■ **Given text**:
______

While reliant on institutional controls rather than individual customer checks, the integrity of correspondent banking hinges on rigorous assessment of respondent institutions, with recent regulatory actions highlighting risks from weak oversight.
Correspondent banking sits in a different compliance category from ordinary customer due diligence. The bank at the far end of the chain is not assessing the person whose money is moving; it is assessing the institution that was supposed to have already identified that customer and understood the risk. That distinction matters because the controls are built around a respondent bank’s systems, governance and oversight, rather than the natural person on the other side of the payment.
FATF has made that point clearly in its correspondent banking guidance, saying institutions do not need to carry out due diligence on every individual customer of a respondent bank. The risk-based approach, the standard also reflected in FSB commentary, is meant to recognise that correspondent relationships vary widely in exposure and should be assessed accordingly. In other words, the task is to judge the counterparty and its controls, not to recreate retail onboarding one layer further downstream.

______

■ **Tasks for this exercise**:
**A)** Decide whether each statement agrees with the correspondent banking text, answering yes or no and quoting the words that settle it: (i) FATF says institutions must carry out due diligence on every individual customer of a respondent bank. (ii) The controls are built around a respondent bank's systems, governance and oversight. (iii) The bank at the far end of the chain assesses the person whose money is moving.
**B)** Write out everything in the correspondent banking text from "FATF has made" down to "layer further downstream.".
You can skip the entries that follow the correspondent banking text.

______

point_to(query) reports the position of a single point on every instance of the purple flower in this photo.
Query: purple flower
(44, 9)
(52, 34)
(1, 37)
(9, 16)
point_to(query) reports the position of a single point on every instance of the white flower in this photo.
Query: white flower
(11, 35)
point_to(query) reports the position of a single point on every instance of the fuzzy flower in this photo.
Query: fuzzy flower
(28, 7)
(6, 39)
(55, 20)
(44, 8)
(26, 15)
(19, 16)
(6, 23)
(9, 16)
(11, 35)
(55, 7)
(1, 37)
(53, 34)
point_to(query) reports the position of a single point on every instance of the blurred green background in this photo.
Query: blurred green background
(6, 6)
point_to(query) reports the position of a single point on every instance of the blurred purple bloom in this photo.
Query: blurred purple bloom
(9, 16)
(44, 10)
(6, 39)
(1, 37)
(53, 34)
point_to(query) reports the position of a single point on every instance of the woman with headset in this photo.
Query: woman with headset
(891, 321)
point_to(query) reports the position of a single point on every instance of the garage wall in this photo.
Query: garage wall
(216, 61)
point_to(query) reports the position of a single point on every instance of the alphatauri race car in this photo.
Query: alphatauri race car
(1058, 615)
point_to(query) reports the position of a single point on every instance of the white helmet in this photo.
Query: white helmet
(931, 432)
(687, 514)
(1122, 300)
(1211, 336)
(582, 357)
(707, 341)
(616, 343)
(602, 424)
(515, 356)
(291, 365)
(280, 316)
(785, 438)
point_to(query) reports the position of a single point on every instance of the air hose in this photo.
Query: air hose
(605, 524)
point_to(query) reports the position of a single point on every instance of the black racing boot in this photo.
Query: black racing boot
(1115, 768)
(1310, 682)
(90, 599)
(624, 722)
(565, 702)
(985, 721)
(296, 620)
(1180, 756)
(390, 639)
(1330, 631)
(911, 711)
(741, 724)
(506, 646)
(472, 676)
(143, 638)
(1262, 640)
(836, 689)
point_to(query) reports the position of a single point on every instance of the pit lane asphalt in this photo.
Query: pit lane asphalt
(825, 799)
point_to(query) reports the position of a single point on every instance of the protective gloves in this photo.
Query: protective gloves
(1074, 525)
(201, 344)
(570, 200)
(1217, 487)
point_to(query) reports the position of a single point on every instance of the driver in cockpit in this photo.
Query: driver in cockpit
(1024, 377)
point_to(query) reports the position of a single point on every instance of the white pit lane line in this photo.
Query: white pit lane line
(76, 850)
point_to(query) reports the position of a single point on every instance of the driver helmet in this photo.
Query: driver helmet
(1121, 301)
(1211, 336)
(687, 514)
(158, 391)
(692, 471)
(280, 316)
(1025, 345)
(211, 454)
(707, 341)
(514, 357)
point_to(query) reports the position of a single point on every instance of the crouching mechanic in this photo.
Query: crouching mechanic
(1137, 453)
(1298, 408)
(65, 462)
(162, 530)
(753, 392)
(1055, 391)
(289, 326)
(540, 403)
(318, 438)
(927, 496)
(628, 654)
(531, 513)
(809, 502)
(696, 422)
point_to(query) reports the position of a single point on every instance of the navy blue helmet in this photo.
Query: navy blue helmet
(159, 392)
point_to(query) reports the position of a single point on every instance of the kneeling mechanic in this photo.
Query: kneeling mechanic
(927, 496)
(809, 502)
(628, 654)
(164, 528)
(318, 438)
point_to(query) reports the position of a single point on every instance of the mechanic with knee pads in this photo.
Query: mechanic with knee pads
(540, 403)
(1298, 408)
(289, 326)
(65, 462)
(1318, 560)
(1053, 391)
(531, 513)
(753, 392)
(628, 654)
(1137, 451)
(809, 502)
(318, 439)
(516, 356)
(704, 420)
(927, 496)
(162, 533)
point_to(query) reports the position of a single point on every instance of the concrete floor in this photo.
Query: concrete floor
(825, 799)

______

■ **Answers in order**:
**A)**
(i) No: "institutions do not need to carry out due diligence on every individual customer of a respondent bank"
(ii) Yes: "the controls are built around a respondent bank’s systems, governance and oversight"
(iii) No: "The bank at the far end of the chain is not assessing the person whose money is moving"

**B)**
FATF has made that point clearly in its correspondent banking guidance, saying institutions do not need to carry out due diligence on every individual customer of a respondent bank. The risk-based approach, the standard also reflected in FSB commentary, is meant to recognise that correspondent relationships vary widely in exposure and should be assessed accordingly. In other words, the task is to judge the counterparty and its controls, not to recreate retail onboarding one layer further downstream.